Ventas (VTR) was founded in 1983 and is the second largest medical REIT in the country, with more than 1,200 properties in the U.S. and the U.K. Ventas’ property portfolio consists primarily of seniors housing communities, medical office buildings, life science centers, and inpatient rehab and long-term acute care facilities.
The largest source of Ventas’ cash flow is derived from senior housing properties, which are run by third-party operators under a triple net lease arrangement (tenant pays all maintenance, taxes, and insurance), as well as by the company itself.
Over the past few years, Ventas has embarked on an aggressive portfolio evolution in which it’s been selling off assets in struggling industries (such as skilled nursing) and investing more heavily into medical offices, acute care centers, and life sciences buildings.
The underlying long-term investment thesis for almost any medical REIT is that strong demographic trends, including the rapid aging of the population, will greatly increase the need for medical services and medical properties over the coming decades.
In fact, it’s estimated that U.S. spending on healthcare will rise by 5.8% a year between 2014 and 2024, resulting in healthcare accounting for 20% of U.S. GDP (from 18% in 2012).
....................
▶ _THE PROBLEM_
Resume the text on Ventas, picking up right after its final sentence. The listing that follows is from a separate source and has no connection to the Ventas text.
....................
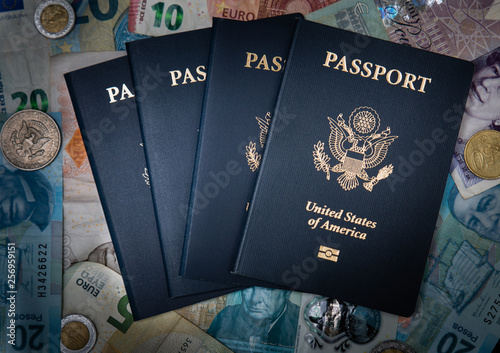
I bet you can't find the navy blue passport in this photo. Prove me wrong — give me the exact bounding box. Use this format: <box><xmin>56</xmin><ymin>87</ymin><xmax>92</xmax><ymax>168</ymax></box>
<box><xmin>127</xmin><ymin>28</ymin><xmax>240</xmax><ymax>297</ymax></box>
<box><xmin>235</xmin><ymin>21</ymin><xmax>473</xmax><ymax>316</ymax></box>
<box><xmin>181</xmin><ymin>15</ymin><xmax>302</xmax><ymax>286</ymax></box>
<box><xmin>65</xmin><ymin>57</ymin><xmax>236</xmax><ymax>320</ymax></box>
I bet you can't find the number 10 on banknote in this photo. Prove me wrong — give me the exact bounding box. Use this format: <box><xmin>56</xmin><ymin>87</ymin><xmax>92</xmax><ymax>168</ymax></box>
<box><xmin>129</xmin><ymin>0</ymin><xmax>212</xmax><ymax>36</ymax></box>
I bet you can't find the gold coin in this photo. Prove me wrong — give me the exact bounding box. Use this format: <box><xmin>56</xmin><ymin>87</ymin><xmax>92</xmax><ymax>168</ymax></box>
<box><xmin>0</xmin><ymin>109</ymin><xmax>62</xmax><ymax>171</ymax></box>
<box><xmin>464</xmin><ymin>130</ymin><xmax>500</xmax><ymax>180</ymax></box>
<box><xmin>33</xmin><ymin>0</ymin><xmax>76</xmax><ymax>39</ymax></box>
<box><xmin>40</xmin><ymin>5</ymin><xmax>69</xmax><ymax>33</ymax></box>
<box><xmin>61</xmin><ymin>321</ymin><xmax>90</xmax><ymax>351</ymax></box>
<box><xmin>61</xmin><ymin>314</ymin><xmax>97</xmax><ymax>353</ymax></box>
....................
▶ _RESPONSE AREA_
Meanwhile, the seismic shift of an elderly population that’s growing seven times faster than the overall U.S. population and is the richest generation in history (on an aggregate basis) means there are major opportunities for medical REITs to consolidate this fragmented industry and fuel decades of growth.
Consolidation is expected because it’s estimated that medical REITs currently own just 12% to 15% of the $1 trillion medical real estate market, suggesting that even industry giants such as Ventas have plenty of growth runway ahead of them.
Of course, just because an overall market is large and growing doesn’t mean that investors can just blindly invest in it. The key to what makes Ventas successful is the company’s exemplary management team, headed by longtime (since 1999) CEO Debra Cafaro.
Mrs. Cafaro has led Ventas to not only steadily grow over time, but more importantly adapt to the rapidly-evolving medical industry through a series of well-timed strategic shifts in the company’s business model.
For example, Ventas was the first large medical REIT to take advantage of the 2007 REIT Investment Diversification and Empowerment Act (RIDEA) via its 2007 acquisition of SunRise Senior Living REIT.
Before RIDEA, the only way it was legal for REITs to own certain medical properties, such as skilled nursing facilities and senior housing, was under a triple net lease business model, which basically meant they were nothing more than landlords with no ability to share in any profits from rising occupancy rates or average revenue per occupied room (REVPOR).
After RIDEA, Ventas was able to aggressively enter the senior housing space and actually operate its own properties, most of which are located in the country’s largest and most affluent markets.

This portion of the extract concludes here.